Objective.
In the lines below, change "formatted like this" to "in this format" wherever it occurs and keep everything else the same. Leave the pictures out when you give the lines again.

Start The records

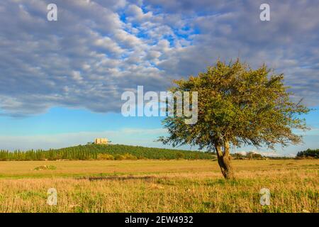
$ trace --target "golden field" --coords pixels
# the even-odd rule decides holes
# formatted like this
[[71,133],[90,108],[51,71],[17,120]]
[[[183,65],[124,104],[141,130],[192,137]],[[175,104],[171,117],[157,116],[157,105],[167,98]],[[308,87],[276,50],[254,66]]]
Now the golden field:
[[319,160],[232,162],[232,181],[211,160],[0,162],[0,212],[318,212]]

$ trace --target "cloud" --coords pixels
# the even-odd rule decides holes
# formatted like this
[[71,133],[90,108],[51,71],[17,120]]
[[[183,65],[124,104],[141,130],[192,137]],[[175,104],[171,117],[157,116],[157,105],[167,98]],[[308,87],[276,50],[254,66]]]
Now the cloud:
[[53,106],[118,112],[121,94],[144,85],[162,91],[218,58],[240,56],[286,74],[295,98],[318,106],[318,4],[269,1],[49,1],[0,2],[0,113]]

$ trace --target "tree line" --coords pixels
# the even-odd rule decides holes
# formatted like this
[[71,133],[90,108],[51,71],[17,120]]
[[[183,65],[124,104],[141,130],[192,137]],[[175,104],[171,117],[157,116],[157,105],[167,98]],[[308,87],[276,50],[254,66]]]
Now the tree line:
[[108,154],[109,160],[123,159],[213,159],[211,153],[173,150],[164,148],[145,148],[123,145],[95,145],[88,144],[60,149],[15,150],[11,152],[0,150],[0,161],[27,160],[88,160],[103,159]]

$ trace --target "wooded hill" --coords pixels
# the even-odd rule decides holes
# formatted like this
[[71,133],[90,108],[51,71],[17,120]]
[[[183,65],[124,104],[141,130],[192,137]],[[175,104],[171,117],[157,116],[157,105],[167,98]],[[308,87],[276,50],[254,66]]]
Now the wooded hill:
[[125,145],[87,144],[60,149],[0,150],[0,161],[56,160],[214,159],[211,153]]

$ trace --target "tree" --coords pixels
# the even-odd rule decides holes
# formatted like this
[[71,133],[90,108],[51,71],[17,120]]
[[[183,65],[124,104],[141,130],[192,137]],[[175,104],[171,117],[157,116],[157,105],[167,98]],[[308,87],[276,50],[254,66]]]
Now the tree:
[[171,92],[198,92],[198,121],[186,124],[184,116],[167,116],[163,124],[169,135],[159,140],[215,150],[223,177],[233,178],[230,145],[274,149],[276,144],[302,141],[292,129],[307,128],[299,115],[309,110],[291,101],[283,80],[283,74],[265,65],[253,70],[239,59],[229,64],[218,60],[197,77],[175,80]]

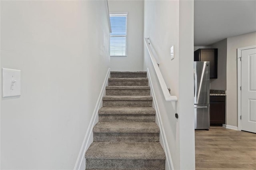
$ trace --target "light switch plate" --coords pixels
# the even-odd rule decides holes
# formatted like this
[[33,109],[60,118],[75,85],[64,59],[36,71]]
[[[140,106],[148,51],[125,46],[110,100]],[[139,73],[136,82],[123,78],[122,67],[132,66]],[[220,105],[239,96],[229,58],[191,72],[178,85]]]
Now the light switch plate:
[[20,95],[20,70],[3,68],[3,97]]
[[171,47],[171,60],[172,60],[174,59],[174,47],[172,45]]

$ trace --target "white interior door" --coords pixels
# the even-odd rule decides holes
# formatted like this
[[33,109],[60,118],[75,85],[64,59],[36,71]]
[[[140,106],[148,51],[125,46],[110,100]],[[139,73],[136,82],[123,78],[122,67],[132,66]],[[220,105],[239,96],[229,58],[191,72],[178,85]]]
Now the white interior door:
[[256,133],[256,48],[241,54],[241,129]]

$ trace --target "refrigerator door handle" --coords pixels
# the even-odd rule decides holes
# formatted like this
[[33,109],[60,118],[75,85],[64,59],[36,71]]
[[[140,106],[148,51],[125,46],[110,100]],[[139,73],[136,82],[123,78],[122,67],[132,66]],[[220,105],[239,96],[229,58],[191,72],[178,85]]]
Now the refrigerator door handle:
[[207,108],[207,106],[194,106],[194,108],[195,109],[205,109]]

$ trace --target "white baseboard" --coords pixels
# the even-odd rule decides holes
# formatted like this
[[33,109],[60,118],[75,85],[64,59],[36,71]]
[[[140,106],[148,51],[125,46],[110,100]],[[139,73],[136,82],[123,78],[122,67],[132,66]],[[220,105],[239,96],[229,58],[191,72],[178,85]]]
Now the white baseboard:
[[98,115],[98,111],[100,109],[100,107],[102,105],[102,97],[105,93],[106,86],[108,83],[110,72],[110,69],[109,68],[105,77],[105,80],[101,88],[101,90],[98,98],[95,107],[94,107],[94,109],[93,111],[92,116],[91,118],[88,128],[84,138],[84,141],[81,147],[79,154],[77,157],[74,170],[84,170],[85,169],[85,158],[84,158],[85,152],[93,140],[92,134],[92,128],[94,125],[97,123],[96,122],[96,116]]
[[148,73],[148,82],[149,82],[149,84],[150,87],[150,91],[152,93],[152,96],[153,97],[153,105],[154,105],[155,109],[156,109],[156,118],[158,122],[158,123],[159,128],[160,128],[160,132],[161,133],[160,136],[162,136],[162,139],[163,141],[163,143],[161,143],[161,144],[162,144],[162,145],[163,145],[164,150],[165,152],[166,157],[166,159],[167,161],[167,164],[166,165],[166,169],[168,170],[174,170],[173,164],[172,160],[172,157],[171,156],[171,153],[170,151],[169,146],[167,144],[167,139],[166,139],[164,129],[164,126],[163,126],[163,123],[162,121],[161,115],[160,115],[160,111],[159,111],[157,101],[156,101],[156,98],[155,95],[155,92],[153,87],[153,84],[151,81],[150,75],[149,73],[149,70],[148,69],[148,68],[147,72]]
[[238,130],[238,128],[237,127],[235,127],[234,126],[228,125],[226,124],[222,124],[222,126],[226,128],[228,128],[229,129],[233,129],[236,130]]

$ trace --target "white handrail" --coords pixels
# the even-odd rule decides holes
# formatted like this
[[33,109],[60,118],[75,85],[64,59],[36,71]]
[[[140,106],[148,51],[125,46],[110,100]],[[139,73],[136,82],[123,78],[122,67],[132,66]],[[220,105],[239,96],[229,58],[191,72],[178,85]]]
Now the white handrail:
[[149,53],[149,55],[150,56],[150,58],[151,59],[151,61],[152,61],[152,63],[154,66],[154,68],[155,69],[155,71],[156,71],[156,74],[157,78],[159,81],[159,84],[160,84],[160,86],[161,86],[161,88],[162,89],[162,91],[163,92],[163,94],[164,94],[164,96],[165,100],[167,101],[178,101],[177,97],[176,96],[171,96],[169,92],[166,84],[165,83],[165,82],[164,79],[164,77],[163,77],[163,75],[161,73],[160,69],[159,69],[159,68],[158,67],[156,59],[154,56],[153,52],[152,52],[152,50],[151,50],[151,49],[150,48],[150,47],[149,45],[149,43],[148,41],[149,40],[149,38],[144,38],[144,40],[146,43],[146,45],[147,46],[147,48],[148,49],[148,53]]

End The records

Task solution.
$ trace --target "golden field" --coords pixels
# the even-odd rule decides holes
# in this format
[[71,133],[90,108],[51,71],[17,120]]
[[[183,65],[124,104],[141,130],[192,137]],[[175,104],[171,117],[157,116],[157,105],[167,98]],[[308,87],[276,50],[254,66]]]
Now the golden field:
[[319,160],[232,162],[232,181],[211,160],[0,162],[0,212],[318,212]]

$ trace --target "cloud" --coords pixels
# the even-odd rule decides holes
# in this format
[[71,133],[90,108],[51,71],[17,120]]
[[[183,65],[124,104],[141,130],[192,137]],[[175,104],[171,117],[157,116],[157,105],[167,98]],[[308,87],[276,50],[254,66]]]
Now the cloud:
[[53,106],[118,112],[121,94],[144,85],[162,91],[218,58],[240,56],[286,74],[295,98],[318,106],[318,4],[269,1],[49,1],[0,2],[0,113]]

$ trace --target "tree line" --coords pixels
# the even-odd rule decides holes
# in this format
[[71,133],[90,108],[51,71],[17,120]]
[[[183,65],[124,104],[141,130],[192,137]],[[175,104],[171,117],[157,116],[157,105],[167,98]],[[308,87],[276,50],[254,66]]]
Now the tree line:
[[108,154],[109,160],[123,159],[213,159],[211,153],[173,150],[164,148],[145,148],[123,145],[95,145],[88,144],[60,149],[15,150],[11,152],[0,150],[0,161],[27,160],[88,160],[103,159]]

$ trace --target "wooded hill" --coords pixels
# the even-odd rule decides holes
# in this format
[[71,133],[90,108],[51,71],[17,120]]
[[[183,65],[124,104],[141,130],[192,137]],[[175,104],[171,117],[157,116],[157,105],[167,98]],[[308,87],[276,50],[254,66]]]
Now the wooded hill:
[[125,145],[87,144],[60,149],[0,150],[0,161],[56,160],[214,159],[211,153]]

$ trace --target "tree" --coords pixels
# the even-odd rule decides holes
# in this format
[[71,133],[90,108],[51,71],[17,120]]
[[[183,65],[124,104],[141,130],[192,137]],[[175,104],[171,117],[157,116],[157,105],[167,98]],[[308,87],[276,50],[254,66]]]
Now the tree:
[[171,92],[198,92],[198,121],[186,124],[184,116],[167,116],[163,124],[169,135],[159,140],[215,150],[223,177],[233,178],[230,145],[274,149],[276,144],[302,141],[292,129],[307,128],[299,115],[309,110],[291,101],[283,80],[283,74],[265,65],[253,70],[239,59],[229,64],[218,60],[197,77],[175,80]]

$ trace --target "light switch plate" --coords pixels
# the even-odd rule decides holes
# in this format
[[33,109],[60,118],[75,85],[64,59],[36,71]]
[[[140,106],[148,51],[125,46],[110,100]],[[139,73],[136,82],[123,78],[122,67],[132,66]],[[220,105],[239,96],[229,58],[191,72],[178,85]]]
Now the light switch plate:
[[20,95],[20,70],[3,68],[3,97]]
[[171,47],[171,60],[172,60],[174,59],[174,47],[172,45]]

$ trace --target "white interior door" --coords pixels
# the even-odd rule decides holes
# in this format
[[33,109],[60,118],[75,85],[64,59],[36,71]]
[[[140,106],[148,51],[125,46],[110,100]],[[139,73],[136,82],[123,78],[122,67],[132,66]],[[220,105],[239,96],[229,58],[191,72],[178,85]]]
Now the white interior door:
[[256,133],[256,48],[241,54],[241,129]]

$ trace --target "refrigerator door handle" --coords pixels
# the even-odd rule decides holes
# in this format
[[33,109],[60,118],[75,85],[64,59],[36,71]]
[[[140,106],[148,51],[125,46],[110,100]],[[139,73],[136,82],[123,78],[122,67],[132,66]],[[220,105],[239,96],[229,58],[191,72],[178,85]]]
Now the refrigerator door handle:
[[207,108],[207,106],[194,106],[194,108],[195,109],[205,109]]

$ trace --target "white baseboard" --coords pixels
# the even-odd rule decides holes
# in this format
[[33,109],[60,118],[75,85],[64,59],[36,71]]
[[[140,106],[148,51],[125,46],[110,100]],[[139,73],[136,82],[123,78],[122,67],[132,66]],[[220,105],[239,96],[229,58],[191,72],[178,85]]]
Now the white baseboard:
[[98,115],[98,111],[100,109],[100,107],[102,105],[102,97],[105,93],[106,86],[108,83],[110,72],[110,69],[109,68],[105,77],[105,80],[101,88],[101,90],[98,98],[95,107],[94,107],[94,109],[93,111],[92,116],[91,118],[88,128],[84,138],[84,141],[81,147],[79,154],[77,157],[74,170],[84,170],[85,169],[85,158],[84,158],[85,152],[93,140],[92,134],[92,128],[94,125],[97,123],[96,122],[96,116]]
[[148,73],[148,82],[149,82],[149,84],[150,87],[150,91],[152,93],[152,96],[153,97],[153,105],[154,105],[155,109],[156,109],[156,118],[158,122],[158,123],[159,128],[160,128],[160,132],[161,133],[160,136],[162,136],[162,139],[163,141],[163,143],[161,143],[161,144],[162,144],[162,145],[163,145],[164,150],[165,152],[166,157],[166,159],[167,161],[167,164],[166,165],[166,169],[168,170],[174,170],[173,164],[172,160],[172,157],[171,156],[171,153],[170,151],[169,146],[167,144],[167,139],[166,139],[164,129],[164,126],[163,126],[163,123],[162,121],[161,115],[160,115],[160,111],[159,111],[157,101],[156,101],[156,98],[155,95],[155,92],[153,87],[153,84],[151,81],[150,75],[149,73],[149,70],[148,69],[148,68],[147,72]]
[[238,130],[238,128],[237,127],[235,127],[234,126],[228,125],[226,124],[222,124],[222,126],[226,128],[228,128],[229,129],[233,129],[236,130]]

$ trace --target "white handrail" --coords pixels
# the even-odd rule decides holes
# in this format
[[33,109],[60,118],[75,85],[64,59],[36,71]]
[[[140,106],[148,51],[125,46],[110,100]],[[139,73],[136,82],[123,78],[122,67],[132,66]],[[220,105],[239,96],[229,58],[191,72],[178,85]]]
Now the white handrail:
[[149,53],[149,55],[150,56],[150,58],[151,59],[151,61],[152,61],[152,63],[154,66],[154,68],[155,69],[155,71],[156,71],[156,74],[157,78],[159,81],[159,84],[160,84],[160,86],[161,86],[161,88],[162,89],[162,91],[163,92],[163,94],[164,94],[164,96],[165,100],[167,101],[178,101],[177,97],[176,96],[171,96],[169,92],[166,84],[165,83],[165,82],[164,79],[164,77],[163,77],[163,75],[161,73],[160,69],[159,69],[159,68],[158,67],[156,59],[154,56],[153,52],[152,52],[152,50],[151,50],[151,49],[150,48],[150,47],[149,45],[149,43],[148,41],[149,40],[149,38],[144,38],[144,40],[146,43],[146,45],[147,46],[147,48],[148,49],[148,53]]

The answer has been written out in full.